++++ Данный отрывок
Глава вторая. Поэт возвращается в Гранаду

В письме, которое Гарсиа Лорка написал Адольфу Саласару в начале июня 1936 г. по поводу интервью, данного Багарии, он упоминал о своем намерении ненадолго съездить к себе на родину:

«Я еду на два дня в Гранаду, чтобы попрощаться с родными. Я поеду в автомобиле, а поскольку решение было внезапным, я не успел тебе о нем сказать».

Родители Федерико в это время были в Мадриде, поэтому можно предположить, что поэт имел в виду свою сестру Кончу, которая была замужем за Мануэлем Фернандесом-Монтесиносом*, и троих ее детей. Но почему Федерико надо было «прощаться» с ними? Вероятнее всего, потому что он в те дни еще собирался поехать в Мексику, где Маргарита Ксиргу играла в его пьесах, а Саласару было известно о его планах.
++++++++
_Что нужно сделать:_
1. Выпишите из отрывка о поездке Лорки в Гранаду фрагмент от слов «Глава вторая. Поэт» до слов «о его планах.» включительно.
2. Пожалуйста, напишите продолжение отрывка о поездке Лорки в Гранаду, начиная сразу после его последнего предложения.
++++ Показанные сведения
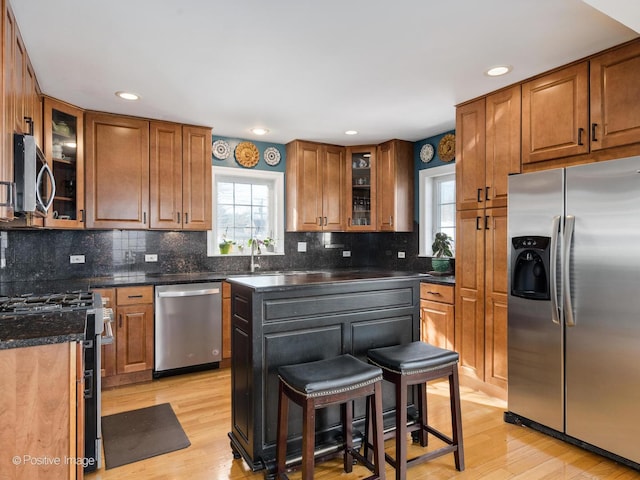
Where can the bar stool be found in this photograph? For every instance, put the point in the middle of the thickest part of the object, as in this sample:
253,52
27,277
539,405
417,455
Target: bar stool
++++++++
_Результаты заданий:_
1.
Глава вторая. Поэт возвращается в Гранаду

В письме, которое Гарсиа Лорка написал Адольфу Саласару в начале июня 1936 г. по поводу интервью, данного Багарии, он упоминал о своем намерении ненадолго съездить к себе на родину:

«Я еду на два дня в Гранаду, чтобы попрощаться с родными. Я поеду в автомобиле, а поскольку решение было внезапным, я не успел тебе о нем сказать».

Родители Федерико в это время были в Мадриде, поэтому можно предположить, что поэт имел в виду свою сестру Кончу, которая была замужем за Мануэлем Фернандесом-Монтесиносом*, и троих ее детей. Но почему Федерико надо было «прощаться» с ними? Вероятнее всего, потому что он в те дни еще собирался поехать в Мексику, где Маргарита Ксиргу играла в его пьесах, а Саласару было известно о его планах.

2.
Действительно, в апреле 1936 г. Лорка заявлял представителям прессы о предполагаемом путешествии в Мексику с заездом в Нью-Йорк. В Мексике он должен был встретиться с Маргаритой Ксиргу и выступить с лекцией о поэзии Кеведо («Я буду говорить о Кеведо, потому что Кеведо — это Испания»)1. Нам неизвестно, состоялась ли поездка в Гранаду в начале июня (скорее всего, нет), но нам представляется совершенно несомненным, что в течение всего этого месяца он колебался, ехать или не ехать в Мексику. Брат поэта Франсиско Гарсиа Лорка говорил Хуану Ларреа в 1951 г., что в июле 1936 г. Федерико «носил билет в кармане и в Гранаду он поехал, чтобы попрощаться с родителями»2.

Две последние недели в Мадриде Федерико прожил очень напряженно и, без сомнения, охваченный растущей тревогой.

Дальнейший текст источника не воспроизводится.